◆ KUTIPAN UNTUK DIBACA:
———
Assalamualaikum kawan,
sekarang saya mau berbagi sedikit (serius ini mah) tentang perbedaan antara
cerpen dan novel yang dikutip dari Buku “Berkenalan dengan Prosa Fiksi” oleh
Dr. Suminto A. Sayuti
Sebelum dibicarakan
elemen-elemen yang membangun profasa fiksi secara struktural, terlebih dahulu
akan diperkenalkan beberapa hal yang berkaitan dengan pembedaan jenis prosa
fiksi, yang biasanya secara garis besar dibagi menjadi dua, yaitu cerita pendek
(cerpen) dan novel.
Plot, tokoh, latar, dan
lain-lainnya merupakan elemen yang biasanya membentuk kedua jenis karya prosa
fiksi itu. Akan tetapi, pengalaman
pembaca dan aprersiator cerpen dapat berbeda dalam beberapa hal jika
dibandingkan dengan pengalamannya tatkalaberhadapan dengan novel. Oleh karena
itu, pada bagian ini akan dibicarakan beberapa perbedaan antara subgenre itu
secara garis besar.
Ditinjau dari segi
“panjangnya”, cerpen relatif lebih pendek daripada novel, walaupun ada pula
cerpen yang panjang dan novel yang pendek. Secara lebih spesifik, istilah
cerpen biasanya diterapkan pada prosa fiksi yang panjangnya antara seribu
sampai lima ribu kata, sedangkan novel umumnya berisi empat puluh lima ribu
kata atau lebih. Prosa fiksi yang berkisar antara lima belas biru hingga empat
puluh lima ribu biasanya disebut novela atau novelet.
Pertimbangan dari segi
panjang cerita tersebut pada dasarnya terlampau bersifat teknis dan mekanis,
tetapi beberapa kualitas penting kedua subgenre prosa fiksi tersebut memang
berkaitan erat dengan panjang pendeknya.
———
◆ CATATAN YANG DITAMPILKAN:
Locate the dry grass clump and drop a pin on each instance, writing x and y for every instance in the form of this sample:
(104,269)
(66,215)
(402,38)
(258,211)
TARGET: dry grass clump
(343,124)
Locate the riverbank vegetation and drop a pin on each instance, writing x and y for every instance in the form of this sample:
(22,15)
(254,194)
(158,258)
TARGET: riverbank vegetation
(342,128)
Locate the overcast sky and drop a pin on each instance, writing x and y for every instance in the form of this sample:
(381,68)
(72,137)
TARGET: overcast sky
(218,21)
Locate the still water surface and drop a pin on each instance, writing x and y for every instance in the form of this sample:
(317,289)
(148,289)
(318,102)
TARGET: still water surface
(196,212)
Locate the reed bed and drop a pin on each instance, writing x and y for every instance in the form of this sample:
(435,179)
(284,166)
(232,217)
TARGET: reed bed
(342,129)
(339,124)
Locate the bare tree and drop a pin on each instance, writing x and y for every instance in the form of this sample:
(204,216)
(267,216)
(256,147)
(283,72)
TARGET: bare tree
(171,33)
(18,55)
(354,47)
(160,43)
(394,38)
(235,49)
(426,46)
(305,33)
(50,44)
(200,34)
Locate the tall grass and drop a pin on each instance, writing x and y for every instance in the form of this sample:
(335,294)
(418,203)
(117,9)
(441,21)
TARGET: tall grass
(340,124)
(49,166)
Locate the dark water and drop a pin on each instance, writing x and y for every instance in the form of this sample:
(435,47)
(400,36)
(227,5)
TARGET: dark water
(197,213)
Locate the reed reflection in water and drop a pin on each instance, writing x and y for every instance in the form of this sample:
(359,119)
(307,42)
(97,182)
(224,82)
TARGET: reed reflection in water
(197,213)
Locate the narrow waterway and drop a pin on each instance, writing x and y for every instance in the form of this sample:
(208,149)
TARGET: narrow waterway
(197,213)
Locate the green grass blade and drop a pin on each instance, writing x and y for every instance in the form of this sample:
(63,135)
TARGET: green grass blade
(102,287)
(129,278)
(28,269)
———
◆ KERJAKAN BERIKUT INI:
1/ Bagaimana bunyi bagian teks tentang cerpen dan novel, dimulai dengan "Ditinjau dari segi" dan berlanjut sampai "dengan panjang pendeknya.", jika "cerpen" diubah menjadi "cerita pendek"?
2/ Apa isi teks tentang perbedaan cerpen dan novel ini jika diringkas dalam dua kalimat?
3/ Lanjutkan tulisan tentang perbedaan cerpen dan novel ini, mulai setelah kalimat terakhirnya.
Catatan di atas tidak perlu digunakan.

◆ JAWABAN TERTULIS:
1/
Ditinjau dari segi
“panjangnya”, cerita pendek relatif lebih pendek daripada novel, walaupun ada pula
cerita pendek yang panjang dan novel yang pendek. Secara lebih spesifik, istilah
cerita pendek biasanya diterapkan pada prosa fiksi yang panjangnya antara seribu
sampai lima ribu kata, sedangkan novel umumnya berisi empat puluh lima ribu
kata atau lebih. Prosa fiksi yang berkisar antara lima belas biru hingga empat
puluh lima ribu biasanya disebut novela atau novelet.
Pertimbangan dari segi
panjang cerita tersebut pada dasarnya terlampau bersifat teknis dan mekanis,
tetapi beberapa kualitas penting kedua subgenre prosa fiksi tersebut memang
berkaitan erat dengan panjang pendeknya.

2/ Cerpen dan novel sama-sama biasanya dibentuk oleh elemen seperti plot, tokoh, dan latar, tetapi pengalaman pembaca terhadap keduanya dapat berbeda dalam beberapa hal. Dari segi panjang, cerpen biasanya berisi seribu sampai lima ribu kata, sedangkan novel umumnya empat puluh lima ribu kata atau lebih, dan beberapa kualitas penting keduanya memang berkaitan erat dengan panjang pendeknya.

3/
Cerpen
Sebuah cerpen bukanlah
sebuah novel yang dipendekkan dan juga bukan bagian dari novel yang belum
dituliskan. Sangat boleh jadi bahwa karya yang semula diterbitkan sebagai
cerpen, akhirnya diolah kembali dan diterbitkan sebagai novel, atau bagian dari
novel tertentu, atau dijadikan dasar penulisan skenario sinetron dan film.
Dalam hal ini Pagar Kawat Berduri karya
Trisnoyuwono dapat dijadikan contoh kasus. Akan tetapi, hal itu tentu
melibatkan penulisan kembali atau revisi yang didasarkan pada
pertimbangan-pertimbangan tertentu. Penjang pendeknya sebuah cerpen yang bagus
merupakan bagian dari pengalaman cerita itu yang paling esensial.
Ada yang mengatakan
bahwa cerpen merupakan karya prosa fiksi yang dapat selesai dibaca dalam sekali
duduk dan ceritanya cukup dapat membangkitkan efek tertentu dalam diri pembaca.
Dengan kata lain, sebuah kesan tunggal dapat diperoleh dalam sebuah cerpen
dalam sekali baca. Akan tetapi, bagaimanakah cerpen dapat memberikan efek atau
kesan yang tunggal itu?
Sebuah cerpen biasanya
memiliki plot yang diarahkan pada insiden atau peristiwa tunggal. Sebuah cerpen
biasanya didasarkan pada insiden tunggal yang memiliki signifikansi besar bagi tokohnya. Misalnya saja dalam Bawuk, sebuah cerpen panjang karya Umar
Kayam, tampak pada keputusan Bawuk menitipkan anak-anaknya pada Nyonya Suryo
dan dia (tokoh Bawuk sendiri) tetap akan mencari dan mengikuti suaminya, Hasan,
yang komunis (selanjutnya lihat Bab Penutup : contoh tulisan yang dihasilkan
dari proses “berkenalan” secara suntuk dengan sebuah cerpen).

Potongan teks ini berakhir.